• **Work to do**: Return each line of the collected data below that contains the word "rear". Treat uppercase and lowercase as different.
──────── The data
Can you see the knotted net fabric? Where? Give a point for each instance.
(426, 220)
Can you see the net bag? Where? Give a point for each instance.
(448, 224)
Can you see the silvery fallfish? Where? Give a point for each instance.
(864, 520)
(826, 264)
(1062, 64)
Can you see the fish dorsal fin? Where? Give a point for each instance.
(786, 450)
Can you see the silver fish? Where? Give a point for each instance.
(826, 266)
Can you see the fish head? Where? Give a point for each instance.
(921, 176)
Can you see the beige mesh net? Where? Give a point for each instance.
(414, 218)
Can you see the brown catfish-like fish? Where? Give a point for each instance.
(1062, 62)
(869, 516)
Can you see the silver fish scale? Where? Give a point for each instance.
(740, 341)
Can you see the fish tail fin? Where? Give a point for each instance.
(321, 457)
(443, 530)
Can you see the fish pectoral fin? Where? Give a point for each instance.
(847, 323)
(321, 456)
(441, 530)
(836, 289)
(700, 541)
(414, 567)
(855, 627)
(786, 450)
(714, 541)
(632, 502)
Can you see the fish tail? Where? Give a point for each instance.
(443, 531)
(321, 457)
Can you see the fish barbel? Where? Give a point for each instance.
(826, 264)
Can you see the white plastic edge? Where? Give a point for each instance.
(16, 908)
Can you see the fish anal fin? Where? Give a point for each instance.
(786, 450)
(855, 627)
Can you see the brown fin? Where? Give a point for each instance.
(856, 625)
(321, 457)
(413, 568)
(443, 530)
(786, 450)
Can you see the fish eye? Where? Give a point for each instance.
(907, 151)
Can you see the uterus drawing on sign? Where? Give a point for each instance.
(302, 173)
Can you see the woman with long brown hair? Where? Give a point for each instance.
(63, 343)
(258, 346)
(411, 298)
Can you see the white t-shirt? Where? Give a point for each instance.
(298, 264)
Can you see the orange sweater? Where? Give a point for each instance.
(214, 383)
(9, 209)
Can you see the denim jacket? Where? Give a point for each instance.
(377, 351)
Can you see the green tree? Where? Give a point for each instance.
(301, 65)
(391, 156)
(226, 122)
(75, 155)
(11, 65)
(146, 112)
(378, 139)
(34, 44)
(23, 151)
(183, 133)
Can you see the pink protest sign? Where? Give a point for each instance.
────────────────
──────── The data
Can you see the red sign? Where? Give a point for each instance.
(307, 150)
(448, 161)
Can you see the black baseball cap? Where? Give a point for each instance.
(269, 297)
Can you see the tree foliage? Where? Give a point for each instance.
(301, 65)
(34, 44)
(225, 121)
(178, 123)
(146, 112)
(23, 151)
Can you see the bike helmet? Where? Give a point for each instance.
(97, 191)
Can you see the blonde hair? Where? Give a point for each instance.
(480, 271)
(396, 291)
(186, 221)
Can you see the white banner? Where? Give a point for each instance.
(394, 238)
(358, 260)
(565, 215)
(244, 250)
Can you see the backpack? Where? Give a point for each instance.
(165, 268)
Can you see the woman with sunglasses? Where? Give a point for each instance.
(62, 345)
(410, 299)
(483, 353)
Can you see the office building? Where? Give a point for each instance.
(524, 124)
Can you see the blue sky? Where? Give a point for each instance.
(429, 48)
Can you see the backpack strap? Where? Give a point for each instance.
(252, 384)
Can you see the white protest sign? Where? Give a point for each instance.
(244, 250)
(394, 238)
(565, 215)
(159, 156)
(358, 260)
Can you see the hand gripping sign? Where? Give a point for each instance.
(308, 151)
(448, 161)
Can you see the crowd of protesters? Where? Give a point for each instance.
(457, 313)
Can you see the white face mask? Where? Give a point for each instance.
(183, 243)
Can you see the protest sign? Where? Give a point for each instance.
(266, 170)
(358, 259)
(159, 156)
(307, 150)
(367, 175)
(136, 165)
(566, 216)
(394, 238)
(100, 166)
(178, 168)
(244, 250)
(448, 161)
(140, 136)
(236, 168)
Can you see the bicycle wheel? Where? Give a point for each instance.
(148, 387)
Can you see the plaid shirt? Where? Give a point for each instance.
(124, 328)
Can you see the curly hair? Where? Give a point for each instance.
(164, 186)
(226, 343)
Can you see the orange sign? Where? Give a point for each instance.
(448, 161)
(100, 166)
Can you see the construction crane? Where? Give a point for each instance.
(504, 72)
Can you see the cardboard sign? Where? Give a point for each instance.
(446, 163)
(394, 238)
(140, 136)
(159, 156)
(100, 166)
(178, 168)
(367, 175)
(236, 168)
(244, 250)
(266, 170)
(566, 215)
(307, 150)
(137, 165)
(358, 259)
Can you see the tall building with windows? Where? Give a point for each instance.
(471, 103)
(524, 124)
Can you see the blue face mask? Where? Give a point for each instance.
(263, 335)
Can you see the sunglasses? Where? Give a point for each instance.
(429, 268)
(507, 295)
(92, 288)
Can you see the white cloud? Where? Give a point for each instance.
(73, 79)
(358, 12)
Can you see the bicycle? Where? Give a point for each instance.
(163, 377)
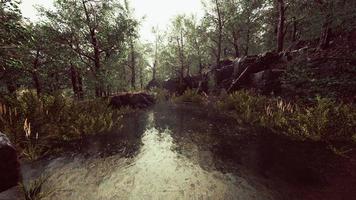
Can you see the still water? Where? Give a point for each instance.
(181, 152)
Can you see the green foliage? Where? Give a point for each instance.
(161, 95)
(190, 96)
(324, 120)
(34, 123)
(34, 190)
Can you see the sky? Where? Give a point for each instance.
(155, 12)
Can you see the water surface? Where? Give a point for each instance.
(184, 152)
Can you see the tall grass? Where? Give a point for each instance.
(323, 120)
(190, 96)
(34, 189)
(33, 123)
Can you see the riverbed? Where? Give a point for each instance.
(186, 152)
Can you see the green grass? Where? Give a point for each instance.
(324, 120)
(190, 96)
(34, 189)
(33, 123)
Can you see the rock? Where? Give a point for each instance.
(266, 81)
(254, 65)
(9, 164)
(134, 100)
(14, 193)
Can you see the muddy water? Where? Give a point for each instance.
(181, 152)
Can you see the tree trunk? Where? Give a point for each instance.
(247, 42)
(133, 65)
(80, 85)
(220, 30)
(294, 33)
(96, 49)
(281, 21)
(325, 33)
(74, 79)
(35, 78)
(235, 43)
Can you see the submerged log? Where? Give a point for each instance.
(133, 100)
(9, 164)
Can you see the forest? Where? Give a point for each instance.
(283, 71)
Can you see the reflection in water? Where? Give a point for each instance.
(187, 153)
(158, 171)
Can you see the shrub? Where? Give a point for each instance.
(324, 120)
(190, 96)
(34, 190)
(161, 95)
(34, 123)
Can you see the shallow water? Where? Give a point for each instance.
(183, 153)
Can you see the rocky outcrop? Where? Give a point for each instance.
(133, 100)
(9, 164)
────────────────
──────── The data
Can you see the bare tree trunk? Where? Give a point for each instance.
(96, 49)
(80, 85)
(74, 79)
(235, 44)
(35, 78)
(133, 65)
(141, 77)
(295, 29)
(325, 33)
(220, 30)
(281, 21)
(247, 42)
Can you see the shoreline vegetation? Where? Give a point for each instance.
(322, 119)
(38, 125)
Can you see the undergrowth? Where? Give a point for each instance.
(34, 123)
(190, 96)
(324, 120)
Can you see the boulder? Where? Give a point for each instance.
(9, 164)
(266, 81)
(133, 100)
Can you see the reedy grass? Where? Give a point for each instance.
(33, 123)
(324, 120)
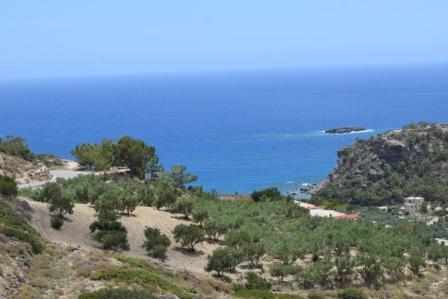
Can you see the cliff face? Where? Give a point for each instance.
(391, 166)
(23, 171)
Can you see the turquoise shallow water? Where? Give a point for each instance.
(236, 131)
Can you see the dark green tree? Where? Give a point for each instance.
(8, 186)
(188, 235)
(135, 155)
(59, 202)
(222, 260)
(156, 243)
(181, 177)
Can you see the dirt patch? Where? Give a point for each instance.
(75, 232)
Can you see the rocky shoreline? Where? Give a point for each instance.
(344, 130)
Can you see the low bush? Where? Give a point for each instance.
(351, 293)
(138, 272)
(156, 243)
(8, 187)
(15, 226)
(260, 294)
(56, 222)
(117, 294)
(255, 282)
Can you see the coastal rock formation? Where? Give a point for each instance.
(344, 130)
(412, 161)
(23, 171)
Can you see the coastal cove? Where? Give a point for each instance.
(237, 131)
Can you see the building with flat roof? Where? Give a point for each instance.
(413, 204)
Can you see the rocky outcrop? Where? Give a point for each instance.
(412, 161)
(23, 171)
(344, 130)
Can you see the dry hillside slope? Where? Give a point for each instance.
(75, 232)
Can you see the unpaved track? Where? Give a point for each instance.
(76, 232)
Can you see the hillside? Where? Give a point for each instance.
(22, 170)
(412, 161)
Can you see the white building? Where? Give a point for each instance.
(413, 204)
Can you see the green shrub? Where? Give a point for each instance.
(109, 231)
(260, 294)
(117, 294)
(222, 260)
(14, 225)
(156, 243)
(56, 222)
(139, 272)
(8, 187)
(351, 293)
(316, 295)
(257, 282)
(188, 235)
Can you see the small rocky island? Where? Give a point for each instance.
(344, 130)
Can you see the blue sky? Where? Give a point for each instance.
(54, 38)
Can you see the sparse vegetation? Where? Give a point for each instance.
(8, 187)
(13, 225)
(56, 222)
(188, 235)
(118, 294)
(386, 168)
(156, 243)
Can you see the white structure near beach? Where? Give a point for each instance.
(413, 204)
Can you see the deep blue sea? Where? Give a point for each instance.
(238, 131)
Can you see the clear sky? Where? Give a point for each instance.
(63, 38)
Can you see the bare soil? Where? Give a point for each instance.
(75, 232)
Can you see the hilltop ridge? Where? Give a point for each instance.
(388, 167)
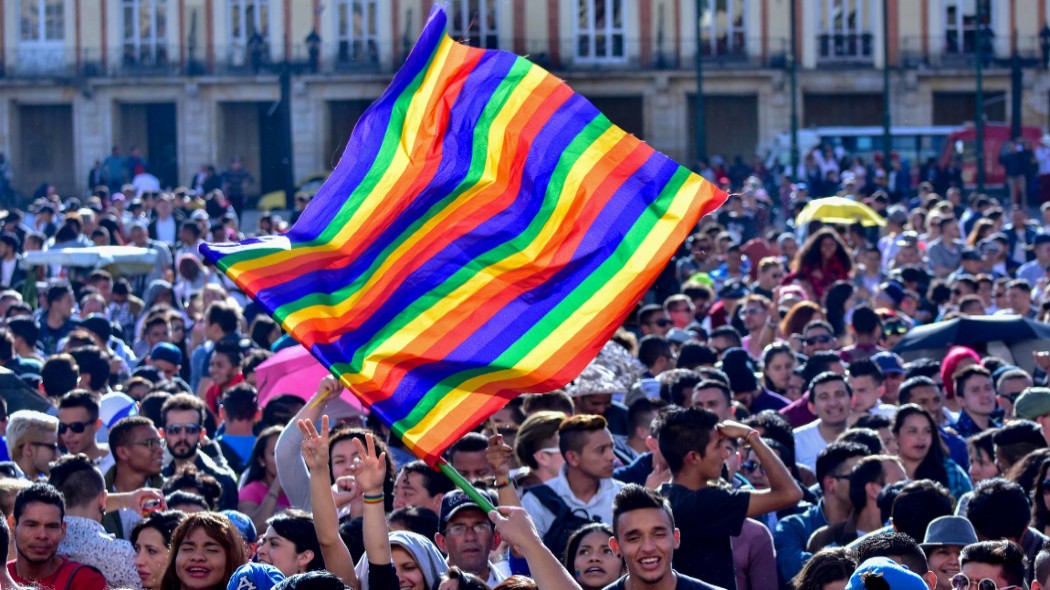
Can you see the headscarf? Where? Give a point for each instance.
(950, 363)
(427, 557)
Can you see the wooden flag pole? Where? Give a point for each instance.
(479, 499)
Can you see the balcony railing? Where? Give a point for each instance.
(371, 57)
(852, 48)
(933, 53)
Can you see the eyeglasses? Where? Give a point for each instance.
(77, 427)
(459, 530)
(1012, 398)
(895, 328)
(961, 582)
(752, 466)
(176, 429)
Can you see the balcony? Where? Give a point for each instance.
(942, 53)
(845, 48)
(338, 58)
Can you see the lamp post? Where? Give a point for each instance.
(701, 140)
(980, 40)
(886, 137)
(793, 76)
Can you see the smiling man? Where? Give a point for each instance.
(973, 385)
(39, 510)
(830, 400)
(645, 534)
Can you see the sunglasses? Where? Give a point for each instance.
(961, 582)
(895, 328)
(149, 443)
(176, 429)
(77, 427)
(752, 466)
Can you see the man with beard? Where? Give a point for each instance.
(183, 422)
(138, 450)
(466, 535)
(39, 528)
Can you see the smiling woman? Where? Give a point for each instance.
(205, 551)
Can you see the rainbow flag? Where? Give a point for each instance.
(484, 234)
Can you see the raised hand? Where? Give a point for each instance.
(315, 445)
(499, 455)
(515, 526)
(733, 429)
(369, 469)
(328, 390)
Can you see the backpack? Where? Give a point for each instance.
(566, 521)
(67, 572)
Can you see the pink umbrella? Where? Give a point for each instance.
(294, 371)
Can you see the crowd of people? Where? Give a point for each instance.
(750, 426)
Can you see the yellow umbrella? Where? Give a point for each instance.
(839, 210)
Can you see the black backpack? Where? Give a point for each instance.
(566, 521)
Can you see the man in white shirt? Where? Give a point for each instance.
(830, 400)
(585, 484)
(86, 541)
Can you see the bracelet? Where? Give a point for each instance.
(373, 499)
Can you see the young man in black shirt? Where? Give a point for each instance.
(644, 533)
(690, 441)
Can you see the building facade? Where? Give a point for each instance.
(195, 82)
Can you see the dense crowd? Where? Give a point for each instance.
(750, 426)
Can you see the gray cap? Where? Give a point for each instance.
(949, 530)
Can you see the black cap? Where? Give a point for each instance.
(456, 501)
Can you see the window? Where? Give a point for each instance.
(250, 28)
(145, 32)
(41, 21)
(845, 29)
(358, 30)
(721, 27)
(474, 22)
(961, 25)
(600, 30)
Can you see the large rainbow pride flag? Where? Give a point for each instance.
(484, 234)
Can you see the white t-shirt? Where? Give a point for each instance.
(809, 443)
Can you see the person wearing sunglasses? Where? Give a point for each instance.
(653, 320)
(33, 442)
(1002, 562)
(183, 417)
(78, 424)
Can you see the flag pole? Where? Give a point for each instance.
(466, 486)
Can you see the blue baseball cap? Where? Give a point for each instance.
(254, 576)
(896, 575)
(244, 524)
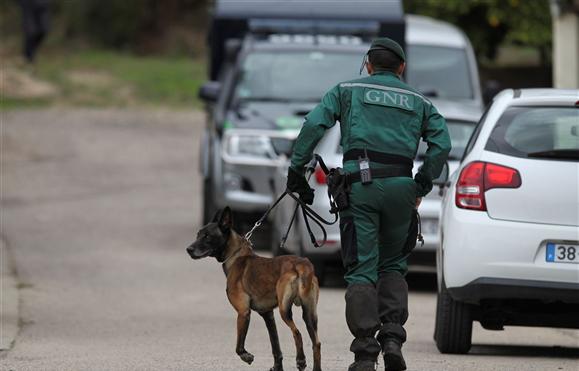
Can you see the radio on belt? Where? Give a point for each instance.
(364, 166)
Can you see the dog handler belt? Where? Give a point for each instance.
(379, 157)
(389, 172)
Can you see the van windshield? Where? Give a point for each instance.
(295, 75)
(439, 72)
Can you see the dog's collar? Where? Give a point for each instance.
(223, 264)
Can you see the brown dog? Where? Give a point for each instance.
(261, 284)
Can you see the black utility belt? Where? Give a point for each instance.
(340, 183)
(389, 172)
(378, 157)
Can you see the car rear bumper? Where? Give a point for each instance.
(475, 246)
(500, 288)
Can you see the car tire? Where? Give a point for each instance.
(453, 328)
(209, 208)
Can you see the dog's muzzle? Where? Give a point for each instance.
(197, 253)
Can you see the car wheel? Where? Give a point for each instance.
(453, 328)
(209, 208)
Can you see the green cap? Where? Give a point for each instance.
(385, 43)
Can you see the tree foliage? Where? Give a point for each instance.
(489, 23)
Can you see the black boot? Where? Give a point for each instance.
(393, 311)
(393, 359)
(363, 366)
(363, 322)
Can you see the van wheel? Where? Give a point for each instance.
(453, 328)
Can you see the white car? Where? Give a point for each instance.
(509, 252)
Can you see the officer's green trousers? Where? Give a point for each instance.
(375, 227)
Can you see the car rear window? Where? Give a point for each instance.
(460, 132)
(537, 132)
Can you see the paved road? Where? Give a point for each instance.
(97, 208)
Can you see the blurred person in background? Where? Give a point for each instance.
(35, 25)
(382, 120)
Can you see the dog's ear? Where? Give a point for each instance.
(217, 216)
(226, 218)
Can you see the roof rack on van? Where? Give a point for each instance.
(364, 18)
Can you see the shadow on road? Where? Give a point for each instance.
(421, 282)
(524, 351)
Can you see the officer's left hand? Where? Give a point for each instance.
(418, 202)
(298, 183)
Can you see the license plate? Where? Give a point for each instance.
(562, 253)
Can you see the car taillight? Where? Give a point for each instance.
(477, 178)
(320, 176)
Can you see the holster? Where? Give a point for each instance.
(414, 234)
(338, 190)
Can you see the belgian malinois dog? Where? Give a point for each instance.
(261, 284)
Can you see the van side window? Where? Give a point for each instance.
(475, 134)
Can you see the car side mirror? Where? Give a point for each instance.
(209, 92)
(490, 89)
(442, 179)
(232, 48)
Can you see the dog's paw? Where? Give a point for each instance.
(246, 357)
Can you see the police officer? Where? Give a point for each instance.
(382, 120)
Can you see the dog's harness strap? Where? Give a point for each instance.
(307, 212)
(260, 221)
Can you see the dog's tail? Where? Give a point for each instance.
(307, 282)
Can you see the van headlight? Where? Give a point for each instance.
────────────────
• **Written answer**:
Can you see the car rear bumper? Where? Give a point for each instance.
Can you see the car rear window? Where? Give a point for each instance.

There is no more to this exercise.